▸ DOCUMENT SECTION
* Start *
Edit: Not quite. pathinfo() isn't exactly magical, but at least I think we're making progress.
Posted: Fri Jun 01, 2007 3:05 pm
by superdezign
Okay, since it was frustrating me, I played around with it some more.
Code: Select all
$pathParts = pathinfo($url);
if(!isset($pathParts['basename']))
{
// You're in a directory
$relativeDir = $url;
}
else if(!isset($pathParts['extension']))
{
$relativeDir = $pathParts['dirname'] . '/' . $pathParts['basename'];
}
else
{
$relativeDir = $pathParts['dirname'];
}
echo $relativeDir;
This uses only pathinfo(). It's pretty solid, except when people have files named without extensions. I guess you'll have to come up with a way to combat that.
Posted: Fri Jun 01, 2007 3:21 pm
by pedrotuga
Ok, i will try a couple of urls...
At this point i am also wondering how accurate are crawlers out there
I am still skeptical, it should be a way to find out
Posted: Fri Jun 01, 2007 3:52 pm
by pedrotuga
ok... i tried it.
There must be a way.
how da heck do i know if the url refers to directory or to a file.
Like.. if request a directory to my site my browser quickly ads a slash at the end.
If i request for example
http://en.wikipedia.org/wiki/Article
it doesn't. Why?
* End *
▸ WHAT TO PRODUCE
Sum up the forum thread in two sentences. The rows that come next have nothing to do with the forum thread.

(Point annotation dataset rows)
* Start *
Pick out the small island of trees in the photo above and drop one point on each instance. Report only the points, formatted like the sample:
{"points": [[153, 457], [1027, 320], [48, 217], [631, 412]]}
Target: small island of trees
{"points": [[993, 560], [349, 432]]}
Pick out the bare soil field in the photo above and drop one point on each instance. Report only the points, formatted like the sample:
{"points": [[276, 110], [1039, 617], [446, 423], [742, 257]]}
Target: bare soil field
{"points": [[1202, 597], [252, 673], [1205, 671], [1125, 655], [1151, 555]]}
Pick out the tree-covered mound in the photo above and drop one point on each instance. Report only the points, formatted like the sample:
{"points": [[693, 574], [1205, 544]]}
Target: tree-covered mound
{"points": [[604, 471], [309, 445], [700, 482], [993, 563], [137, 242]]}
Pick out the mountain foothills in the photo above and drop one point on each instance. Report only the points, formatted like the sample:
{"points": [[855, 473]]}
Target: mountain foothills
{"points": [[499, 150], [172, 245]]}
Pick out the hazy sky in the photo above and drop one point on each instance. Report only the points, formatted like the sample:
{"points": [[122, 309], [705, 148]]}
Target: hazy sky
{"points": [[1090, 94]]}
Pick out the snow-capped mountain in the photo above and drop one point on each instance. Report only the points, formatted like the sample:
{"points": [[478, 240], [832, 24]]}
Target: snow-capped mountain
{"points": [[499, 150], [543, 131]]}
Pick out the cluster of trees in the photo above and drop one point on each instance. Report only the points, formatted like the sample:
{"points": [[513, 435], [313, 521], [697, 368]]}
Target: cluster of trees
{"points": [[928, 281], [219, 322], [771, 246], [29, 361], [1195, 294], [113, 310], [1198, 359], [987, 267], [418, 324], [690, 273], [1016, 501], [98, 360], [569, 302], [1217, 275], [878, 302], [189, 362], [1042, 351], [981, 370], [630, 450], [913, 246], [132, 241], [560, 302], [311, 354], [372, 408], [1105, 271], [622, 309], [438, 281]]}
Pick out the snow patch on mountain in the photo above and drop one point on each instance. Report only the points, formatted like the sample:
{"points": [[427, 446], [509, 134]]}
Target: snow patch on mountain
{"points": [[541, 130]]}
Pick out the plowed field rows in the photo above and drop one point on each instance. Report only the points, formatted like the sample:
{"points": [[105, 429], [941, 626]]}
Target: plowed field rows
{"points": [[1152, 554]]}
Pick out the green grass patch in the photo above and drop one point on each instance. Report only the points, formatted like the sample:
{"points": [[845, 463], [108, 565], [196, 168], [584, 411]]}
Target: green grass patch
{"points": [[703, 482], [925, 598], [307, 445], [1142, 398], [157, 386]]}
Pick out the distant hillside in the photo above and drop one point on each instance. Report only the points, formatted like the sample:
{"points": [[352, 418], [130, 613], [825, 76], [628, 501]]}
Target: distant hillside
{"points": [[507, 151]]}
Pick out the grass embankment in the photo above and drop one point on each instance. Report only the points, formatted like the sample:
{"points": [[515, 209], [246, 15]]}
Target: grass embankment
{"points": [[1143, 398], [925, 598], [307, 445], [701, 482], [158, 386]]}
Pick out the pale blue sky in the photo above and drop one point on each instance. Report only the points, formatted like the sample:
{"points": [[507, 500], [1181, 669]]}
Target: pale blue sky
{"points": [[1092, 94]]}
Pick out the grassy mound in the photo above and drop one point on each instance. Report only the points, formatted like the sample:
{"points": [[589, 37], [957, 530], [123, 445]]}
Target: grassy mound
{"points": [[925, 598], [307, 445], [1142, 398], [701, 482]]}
* End *
▸ TASK ANSWER
superdezign posted code that uses only pathinfo() to work out the directory part of a URL, calling it pretty solid except when files are named without extensions. pedrotuga tried it and still wants a way to tell whether a URL refers to a directory or a file, noting that the browser adds a slash at the end when a directory on pedrotuga's site is requested but not for http://en.wikipedia.org/wiki/Article.